Data excerpts:
========================

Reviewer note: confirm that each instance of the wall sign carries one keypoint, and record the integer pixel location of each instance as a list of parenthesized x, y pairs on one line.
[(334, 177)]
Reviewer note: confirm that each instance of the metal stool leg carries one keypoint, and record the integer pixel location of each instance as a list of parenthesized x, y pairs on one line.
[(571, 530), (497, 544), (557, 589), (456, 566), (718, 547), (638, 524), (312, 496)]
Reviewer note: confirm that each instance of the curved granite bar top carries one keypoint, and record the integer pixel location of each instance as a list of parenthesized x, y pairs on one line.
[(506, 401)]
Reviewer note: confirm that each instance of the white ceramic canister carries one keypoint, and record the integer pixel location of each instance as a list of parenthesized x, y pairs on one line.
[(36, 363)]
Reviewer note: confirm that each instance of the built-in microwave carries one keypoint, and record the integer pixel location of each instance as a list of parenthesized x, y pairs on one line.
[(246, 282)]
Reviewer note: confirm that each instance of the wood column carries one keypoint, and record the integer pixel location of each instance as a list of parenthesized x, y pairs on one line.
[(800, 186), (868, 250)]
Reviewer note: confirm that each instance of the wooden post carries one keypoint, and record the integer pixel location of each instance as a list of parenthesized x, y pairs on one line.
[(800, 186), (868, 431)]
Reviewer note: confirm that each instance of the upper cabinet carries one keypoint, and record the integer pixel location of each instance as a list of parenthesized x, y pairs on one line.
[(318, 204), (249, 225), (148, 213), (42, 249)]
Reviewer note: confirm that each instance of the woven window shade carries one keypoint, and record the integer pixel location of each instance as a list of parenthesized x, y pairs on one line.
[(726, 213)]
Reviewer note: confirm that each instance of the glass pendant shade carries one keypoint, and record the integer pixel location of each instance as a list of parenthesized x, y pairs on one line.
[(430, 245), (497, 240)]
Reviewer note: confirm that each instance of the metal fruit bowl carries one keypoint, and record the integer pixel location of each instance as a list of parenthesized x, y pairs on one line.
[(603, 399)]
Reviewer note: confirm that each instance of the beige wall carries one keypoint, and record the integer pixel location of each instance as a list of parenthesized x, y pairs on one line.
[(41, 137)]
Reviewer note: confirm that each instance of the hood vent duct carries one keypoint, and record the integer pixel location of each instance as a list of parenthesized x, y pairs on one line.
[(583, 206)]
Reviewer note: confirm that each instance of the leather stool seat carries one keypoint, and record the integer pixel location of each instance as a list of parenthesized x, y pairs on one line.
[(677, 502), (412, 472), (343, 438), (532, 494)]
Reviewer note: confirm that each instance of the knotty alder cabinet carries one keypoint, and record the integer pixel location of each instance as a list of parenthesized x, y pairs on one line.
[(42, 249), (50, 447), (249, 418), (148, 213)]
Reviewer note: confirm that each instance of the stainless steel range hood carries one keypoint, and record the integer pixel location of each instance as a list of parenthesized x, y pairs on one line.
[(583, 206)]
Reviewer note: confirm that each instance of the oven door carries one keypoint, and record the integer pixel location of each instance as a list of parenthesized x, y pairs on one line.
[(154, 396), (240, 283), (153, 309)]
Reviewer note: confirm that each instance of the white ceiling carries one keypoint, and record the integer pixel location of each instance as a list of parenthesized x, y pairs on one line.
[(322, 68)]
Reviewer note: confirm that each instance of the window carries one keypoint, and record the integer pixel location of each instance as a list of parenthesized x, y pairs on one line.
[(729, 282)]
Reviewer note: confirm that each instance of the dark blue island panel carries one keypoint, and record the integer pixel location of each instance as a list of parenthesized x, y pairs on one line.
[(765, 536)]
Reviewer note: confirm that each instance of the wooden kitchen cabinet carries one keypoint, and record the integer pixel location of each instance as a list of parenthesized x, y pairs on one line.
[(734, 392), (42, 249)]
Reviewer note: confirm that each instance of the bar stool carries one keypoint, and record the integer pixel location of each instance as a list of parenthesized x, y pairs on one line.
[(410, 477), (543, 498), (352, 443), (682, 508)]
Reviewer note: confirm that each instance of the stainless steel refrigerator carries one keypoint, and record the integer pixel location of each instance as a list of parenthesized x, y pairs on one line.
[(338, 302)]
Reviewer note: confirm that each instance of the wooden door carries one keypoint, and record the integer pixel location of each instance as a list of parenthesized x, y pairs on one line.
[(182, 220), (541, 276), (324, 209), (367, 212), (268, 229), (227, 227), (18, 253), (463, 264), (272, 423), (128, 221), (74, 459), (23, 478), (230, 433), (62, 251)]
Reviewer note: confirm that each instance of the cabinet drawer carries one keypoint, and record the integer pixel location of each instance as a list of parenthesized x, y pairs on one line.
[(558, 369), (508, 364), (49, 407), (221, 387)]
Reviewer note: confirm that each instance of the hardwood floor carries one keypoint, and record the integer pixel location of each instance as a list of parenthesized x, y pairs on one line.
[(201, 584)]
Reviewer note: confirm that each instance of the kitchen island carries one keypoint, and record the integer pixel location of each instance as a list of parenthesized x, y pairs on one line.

========================

• **About this exercise**
Reproduce each line above exactly.

• **Your response**
Reviewer note: confirm that each instance of the wall sign carries one keypoint, and record the integer pixel location of each instance as a list of parenthesized x, y pairs on one line.
[(334, 177)]
Reviewer note: confirm that each instance of the metal stool leg carries one keypoint, and record the integer pixel location of each instance as a list of parenthesized x, y pairs on one line.
[(571, 530), (497, 544), (557, 589), (456, 566), (718, 547), (638, 524), (312, 496)]
Reviewer note: confirm that each instance of the curved granite bar top carries one keypoint, and record the integer pixel location of each instance as a list of parenthesized x, y pairs on one line.
[(506, 401)]
Reviewer note: confirm that each instance of the white ceramic canister carries one keypoint, and record the integer pixel location of each instance as a list of parenthesized x, y pairs on one line.
[(36, 363)]
Reviewer note: confirm that each instance of the built-in microwave carries one keypoint, and record the integer pixel location of each instance as a list of parenthesized x, y pairs on one line.
[(246, 282)]
Reviewer note: confirm that each instance of the wood column carries one keypoint, and record the integer pixel location of each instance as a list of parenthesized x, y pairs on one line.
[(800, 186), (868, 250)]
Reviewer note: confirm that each instance of the wooden post carries one keypoint, and record the integer pixel location of each instance as a list of parenthesized x, y pairs on one line.
[(800, 186), (868, 431)]
Reviewer note: confirm that each instance of the upper cabinet carries one keypoint, and record the integer pixel location of each instance as a list of parenthesized x, y pairs on one line.
[(318, 204), (249, 225), (148, 213), (42, 249)]
Reviewer note: confirm that each instance of the woven window shade carries one keypoint, and record the integer pixel location of each instance as a list of parenthesized x, y pairs on one line.
[(726, 213)]
Reviewer note: confirm that each instance of the glass pendant shade carries one keypoint, and record the integer pixel location of each instance as a list of parenthesized x, y pairs on one line.
[(430, 245), (497, 240)]
Reviewer note: confirm that each instance of the metal fruit bowl carries one keypoint, and record the integer pixel location of each instance as a list of parenthesized x, y pairs on one line.
[(603, 399)]
Reviewer note: confirm that each instance of the beige wall carries one keypoint, and record the integer pixel location of each instance as a list of parenthesized x, y pairs on one line.
[(41, 137)]
Reviewer note: confirm that each instance of the hood vent duct carries one keypoint, and record the integer pixel location of each instance as a list of parenthesized x, y pairs on one line.
[(583, 206)]
Reviewer note: confirm that each instance of the leather stool seat carries one keypoint, and record the integer pixel location of each instance as a list of parenthesized x, y pairs on one line.
[(677, 502), (412, 472), (343, 438), (532, 494)]
Reviewer note: confirm that each instance of the knotty alder cabinet carries one keypoint, and record the integer pixel location of each instance as a list of parenthesized x, y pairs on one line.
[(42, 249), (50, 447), (249, 418), (148, 213)]
Reviewer note: confirm that each instance of the stainless steel range hood carries one keypoint, and record the integer pixel location of each instance as a list of parenthesized x, y pairs on one line.
[(583, 206)]
Reviewer note: confirm that each instance of the oven door carries one keypoint, and record the integer pixel location of each instance as a list of parenthesized x, y pairs on one line.
[(154, 396), (240, 283), (153, 309)]
Reviewer note: confirm that each instance of the white ceiling carries one keypoint, and record the integer pixel location of each instance as a list of parenthesized x, y pairs on one line.
[(322, 68)]
Reviewer note: confirm that each instance of the window carries one keypoint, and record the integer pixel location of each instance as a list of parenthesized x, y pairs on one line.
[(729, 282)]
Reviewer note: confirm that each instance of the dark blue island panel carries one keypoint, and record the integer pixel location of each instance as a list of parenthesized x, y pairs on one line.
[(765, 536)]
Reviewer note: confirm that each instance of the wooden kitchen cabinet carries one keypoint, and record the integer pixel location of each instance as a list of parenthesized x, y pairs on one line.
[(734, 392), (42, 249)]
Reviewer note: confirm that each instance of the bar stool carries one keypoint, and record the integer pixel location of each instance as a list of parenthesized x, y pairs on one line.
[(410, 477), (543, 498), (352, 443), (682, 508)]
Reviewer note: confirm that each instance of the stainless steel refrigerator carries one keypoint, and record the integer pixel location of each instance as a list of parenthesized x, y pairs on one line.
[(338, 302)]
Reviewer note: confirm that each instance of the wooden door carries one keypoint, and record the integer pixel location of each instance as a list of parenthesized x, y pairs on one line.
[(182, 220), (541, 276), (324, 209), (367, 212), (268, 229), (227, 227), (18, 253), (463, 264), (272, 423), (128, 221), (74, 459), (23, 478), (230, 433), (62, 251)]
Reviewer note: confirm that each instance of the cabinet drawer carries one keypoint, and record the integer pixel location of each instance as a list of parenthesized x, y pairs on one line.
[(558, 369), (508, 364), (49, 407), (221, 387)]
Reviewer note: confirm that each instance of the hardwood floor carries one keypoint, and record the integer pixel location of each instance as a list of parenthesized x, y pairs on one line.
[(201, 584)]
Reviewer note: confirm that each instance of the kitchen island carries one keypoint, and record the integer pixel location of each instance as a list of parenthesized x, y pairs on one line.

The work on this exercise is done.